───── Document segment ─────

Demand forecasting is a critical component of supply chain and retail replenishment success for CPGs, and inventory data plays a major role in ensuring long-term success. But if you’re using inaccurate or incomplete inventory data, you will not be able forecast effectively nor properly meet consumer demand. Without clean, complete, trustworthy data, you also won’t be able to budget accurately, maintain positive cash flow, or promote the right products at the right time in the right location. Phantom inventory will hide the true demand for products and you will lack the necessary insights to accurately forecast and meet demand.

Poor Customer Experiences and Decreased Satisfaction

Phantom inventory can negatively affect businesses in many ways and have long-term implications, but the consumer feels the impact more immediately in terms of a poor shopping experience.

Imagine you’re a customer who’s excited about purchasing your product, but when they get to the store they’re faced with an empty shelf where the product should be. Now all they’re left with is disappointment and frustration. The same can occur if an individual is shopping online, goes all the way through checkout, assumes they’ll receive the product—only to find out it’s not in stock and their money will be refunded. Either scenario results in a missed opportunity to delight new and existing customers, as well as potentially losing a life-long customer.

Ghost inventory can also lead to lost repeat sales, cancelled or delayed orders, loss of consumer trust, and damaged brand reputation, especially in this era of social media and influencers where negative word-of-mouth can have a domino effect.

Strained Retailer-Supplier Relationships

To maintain smooth, mutually beneficial relationships, retailers and CPGs need to be on the same page with their sales, marketing, and promotional plans—and they must also be collaborative in their problem solving. Phantom inventory incidents can hurt both the supplier and the retailer; therefore, the two parties should work together to identify, reduce, and prevent phantom inventory. When stock is short because of phantom inventory, a retailer might place last-minute orders with manufacturers, putting a strain on the manufacturer’s ability to fulfill those orders and possibly damaging the relationship.

Operational Efficiency and Effectiveness

When a retailer mistakes phantom inventory for actual stocked product, it can negatively affect operational efficiency, as time and resources can be wasted trying to locate non-existent inventory. Ghost inventory can also lead to misinformed decisions about production, leading to either overstocks or understocks, each with their own repercussions.

 

How to Identify and Prevent Phantom Inventory

Phantom inventory can cause a multitude of problems and be extremely costly. Therefore, it’s crucial that suppliers and retailers make identifying and resolving phantom inventory issues a priority—and do it as quickly as possible.

Unfortunately, solving phantom inventory problems isn’t always easy given the potentially large number of SKU-store combinations and the range of root causes that need to be addressed. However, with a holistic, collaborative, and proactive approach, CPGs and retailers can minimize the impact of ghost inventory and prevent it from causing long-term damage to their businesses. Preferably using timely, accurate data and advanced data management technology that can ensure faster resolution.

Conduct Regular Inventory Audits

Although it can be a tedious process, especially if you offer a wide range of products, regular inventory audits and reconciliation can help keep your data reliable, demand forecasting accurate, shelves stocked, and safety stock up to date. By counting your physical inventory and comparing it with digital records, you can identify discrepancies between your physical count and your digital records and rectify any issues.

───── Raw data ─────

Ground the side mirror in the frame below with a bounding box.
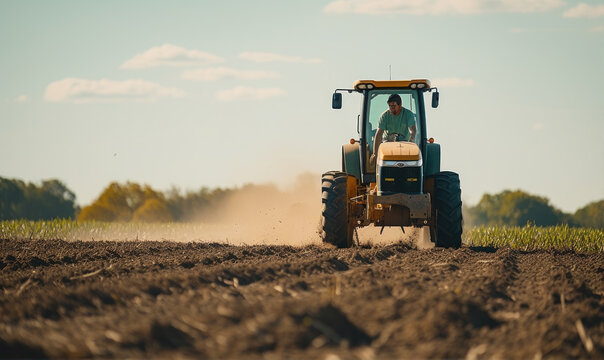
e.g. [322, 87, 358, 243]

─────

Your objective: Please write the next part of the text on phantom inventory, starting after its final sentence. The material is separate from the text on phantom inventory.

Result of the task:
It also helps you catch phantom inventory days or weeks after it happens, rather than months down the line.

Analyze Your POS Data at the Item and Store Level

To stay on top of phantom inventory and reduce its impact, brands must regularly identify and address product voids by accessing and comparing the most recent and accurate POS data and by cross-referencing various data sets. This exercise should be done weekly.

Your POS and inventory data, when tracked and analyzed at an SKU-store level, is your best bet for proactively addressing phantom stock issues. It can give you the most complete picture of a phantom inventory occurrence—highlighting the day or week it occurred, which products are in question, the storage location that’s part of the problem, and more.

POS inventory data tracks the inventory you received and sold, as well as returns and exchanges. It tells you how many units of an item you have on hand and where they are stored. POS sales data shows you the number of products and units sold over various periods of time, revealing when demand for a product peaks and dips, and it feeds into your inventory reports for easy product reordering. By reviewing inventory and sales data side by side, you can see when the discrepancy started and then track back to the day or week in question and review supplier deliveries, store footage to determine if there was shoplifting, or records of inventory being moved to another location.

Retail Velocity’s VELOCITY® retail data platform is built to detect phantom inventory issues, prevent them, and ensure optimal on-shelf availability and effective replenishment practices.

For example:

If a CPG notices that a retailer’s replenishment system has a perpetual inventory that seems too high for an item at a store, or if a CPG notices zero scans or downward trending sales but a retailer still shows inventory on hand, the CPG should consider there is a possible phantom inventory issue and should alert the retailer merchandiser so they can audit and correct inventory.

When using VELOCITY, a CPG can automatically collect, track, and analyze cleansed, harmonized daily store-SKU POS data (i.e., units sold) and accurately identify when a store has unusually high inventory when the item has consecutive days of zero scans for a set period or when sales for the item drop. Also, by monitoring ship quantity (minimum order quantity), the CPG can eliminate the possibility of product being in the back room (i.e., misplace product vs. phantom inventory).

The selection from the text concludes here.